• [PROBLEM TO SOLVE]: Copy out every item below, swapping "point_per_instance" for "instance_points" wherever it occurs and keeping everything else the same. Leave out the pictures.

• [GIVEN DATA]:
******

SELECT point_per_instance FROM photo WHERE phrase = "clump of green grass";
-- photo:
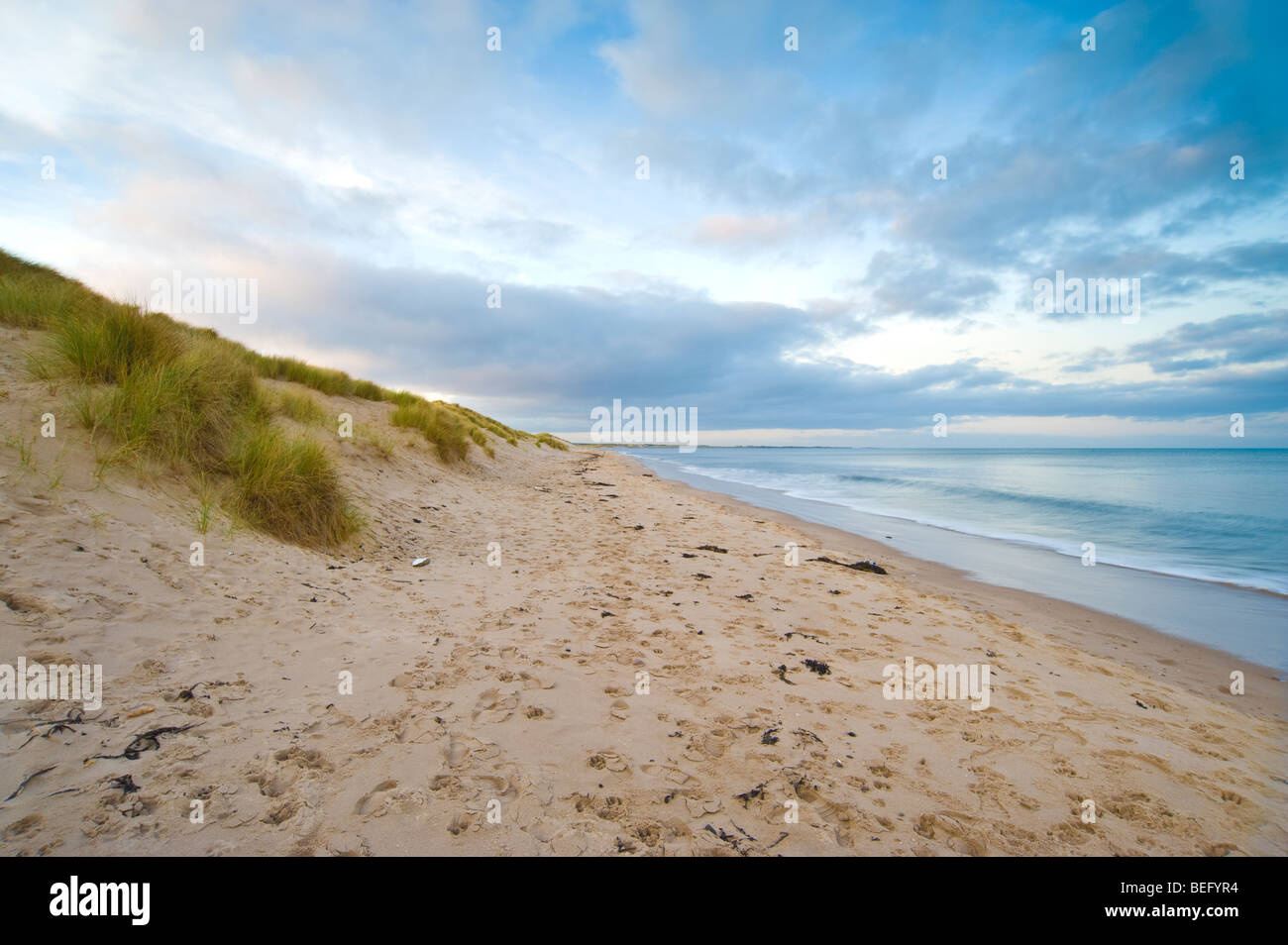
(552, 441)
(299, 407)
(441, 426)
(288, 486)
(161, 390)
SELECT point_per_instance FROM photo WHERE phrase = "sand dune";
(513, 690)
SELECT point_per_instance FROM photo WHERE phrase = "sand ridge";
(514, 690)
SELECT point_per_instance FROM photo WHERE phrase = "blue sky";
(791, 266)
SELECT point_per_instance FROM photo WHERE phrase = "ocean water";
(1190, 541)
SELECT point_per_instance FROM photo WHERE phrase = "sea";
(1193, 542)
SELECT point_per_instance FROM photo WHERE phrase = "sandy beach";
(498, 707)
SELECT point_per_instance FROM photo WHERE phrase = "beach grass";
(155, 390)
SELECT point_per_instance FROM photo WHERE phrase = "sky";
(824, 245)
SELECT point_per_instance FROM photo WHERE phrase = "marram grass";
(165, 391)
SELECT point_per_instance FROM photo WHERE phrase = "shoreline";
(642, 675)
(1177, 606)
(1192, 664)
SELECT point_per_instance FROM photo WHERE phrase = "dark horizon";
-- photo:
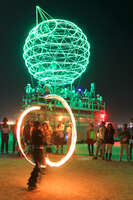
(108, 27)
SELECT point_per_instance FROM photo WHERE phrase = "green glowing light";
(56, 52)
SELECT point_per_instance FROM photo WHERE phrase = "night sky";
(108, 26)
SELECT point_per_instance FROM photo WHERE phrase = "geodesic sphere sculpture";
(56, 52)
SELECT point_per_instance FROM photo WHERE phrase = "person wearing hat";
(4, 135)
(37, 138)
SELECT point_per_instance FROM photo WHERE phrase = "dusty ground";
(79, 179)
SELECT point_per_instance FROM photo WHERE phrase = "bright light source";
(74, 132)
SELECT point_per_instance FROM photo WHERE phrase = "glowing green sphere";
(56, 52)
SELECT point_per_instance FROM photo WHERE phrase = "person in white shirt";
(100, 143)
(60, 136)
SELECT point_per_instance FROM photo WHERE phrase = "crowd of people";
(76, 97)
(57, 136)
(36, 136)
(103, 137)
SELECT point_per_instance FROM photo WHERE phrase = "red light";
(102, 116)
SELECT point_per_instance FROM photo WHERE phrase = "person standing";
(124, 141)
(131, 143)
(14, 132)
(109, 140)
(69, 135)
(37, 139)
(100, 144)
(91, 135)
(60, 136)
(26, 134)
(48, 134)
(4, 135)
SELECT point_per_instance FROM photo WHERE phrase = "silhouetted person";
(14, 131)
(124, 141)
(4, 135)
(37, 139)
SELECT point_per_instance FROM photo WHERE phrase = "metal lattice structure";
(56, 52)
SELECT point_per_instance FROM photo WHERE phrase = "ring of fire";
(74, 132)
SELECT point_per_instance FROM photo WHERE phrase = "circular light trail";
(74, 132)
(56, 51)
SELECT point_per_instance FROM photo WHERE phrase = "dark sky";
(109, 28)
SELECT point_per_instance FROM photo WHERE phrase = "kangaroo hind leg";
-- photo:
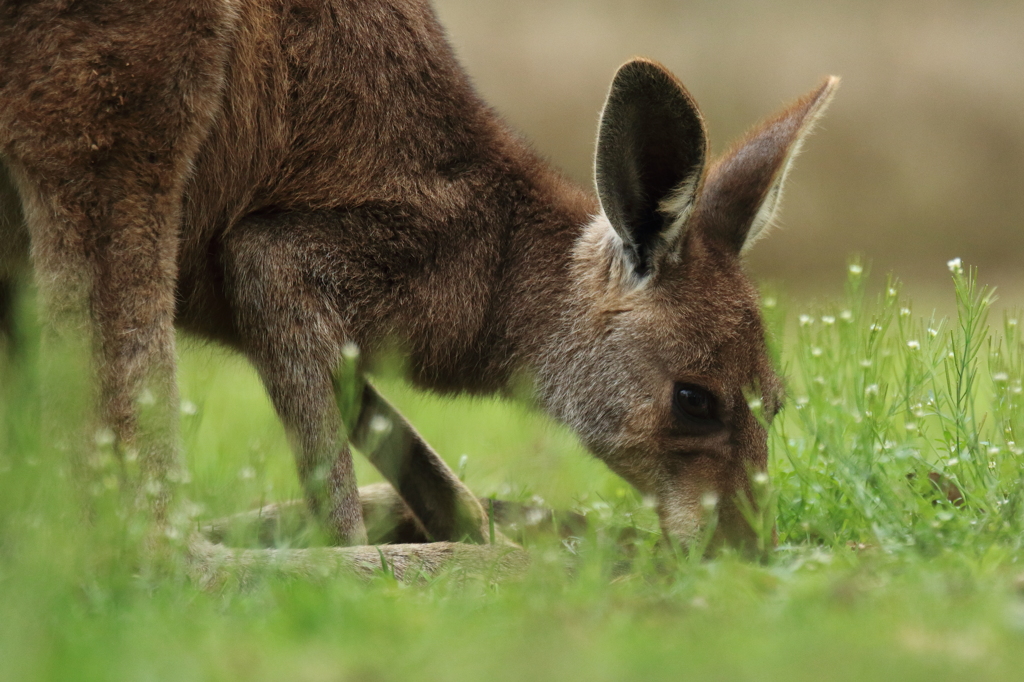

******

• [OUTPUT FOR THIS EXERCISE]:
SELECT instance_points FROM photo WHERE phrase = "clump of green grass";
-- photo:
(552, 441)
(299, 407)
(441, 426)
(288, 486)
(161, 390)
SELECT instance_points FROM photo WHERE phrase = "sand dune";
(513, 690)
SELECT instance_points FROM photo WHERE phrase = "sand ridge";
(514, 690)
SELECT instance_points FROM photo WHERE phrase = "blue sky";
(791, 266)
SELECT instance_points FROM photo WHERE phrase = "ocean water";
(1190, 541)
SELECT instance_points FROM photo WHERE phrase = "sea";
(1193, 542)
SELECT instance_points FROM photo WHERE phrase = "sandy beach";
(498, 707)
SELECT instance_points FROM photo WHERE phrase = "beach grass";
(155, 390)
SELECT instance_points FROM photo WHERE phrase = "sky";
(824, 245)
SELECT instance_points FROM photo WHERE phrase = "marram grass";
(165, 391)
SELECT instance_points FROM photo WHERE phrase = "shoreline";
(642, 675)
(1177, 606)
(1192, 664)
SELECT instance_points FROM photo WHERE phrase = "dark horizon";
-- photo:
(108, 27)
SELECT instance_points FROM photo WHERE phrase = "green glowing light";
(56, 52)
SELECT instance_points FROM photo WHERE phrase = "night sky";
(108, 26)
SELECT instance_points FROM photo WHERE phrase = "geodesic sphere sculpture";
(56, 52)
SELECT instance_points FROM photo WHERE phrase = "person wearing hat";
(4, 135)
(37, 138)
SELECT instance_points FROM photo WHERE phrase = "dusty ground";
(79, 179)
SELECT instance_points FROM photo WHERE phrase = "bright light source";
(74, 132)
SELECT instance_points FROM photo WHERE phrase = "glowing green sphere";
(56, 52)
SELECT instance_points FROM photo WHERE phrase = "person in white shirt";
(100, 143)
(60, 136)
SELECT instance_points FROM photo WHERE phrase = "crowd of people";
(76, 97)
(57, 136)
(36, 136)
(103, 137)
SELECT instance_points FROM photo WHERE phrase = "red light";
(102, 116)
SELECT instance_points FROM photo WHERE phrase = "person standing";
(124, 141)
(131, 143)
(14, 132)
(109, 140)
(69, 135)
(37, 139)
(100, 144)
(91, 135)
(60, 136)
(26, 134)
(48, 134)
(4, 135)
SELECT instance_points FROM photo WHERE phrase = "silhouetted person";
(14, 131)
(124, 141)
(4, 135)
(37, 139)
SELECT instance_points FROM photo WHERE phrase = "metal lattice structure";
(56, 52)
SELECT instance_points FROM photo WHERE phrase = "ring of fire";
(74, 132)
SELECT instance_points FROM photo WHERE phrase = "circular light trail";
(74, 132)
(56, 51)
SELECT instance_points FROM photo WHERE phrase = "dark sky";
(109, 28)
SELECT instance_points FROM photo WHERE phrase = "kangaroo hind leg";
-- photo:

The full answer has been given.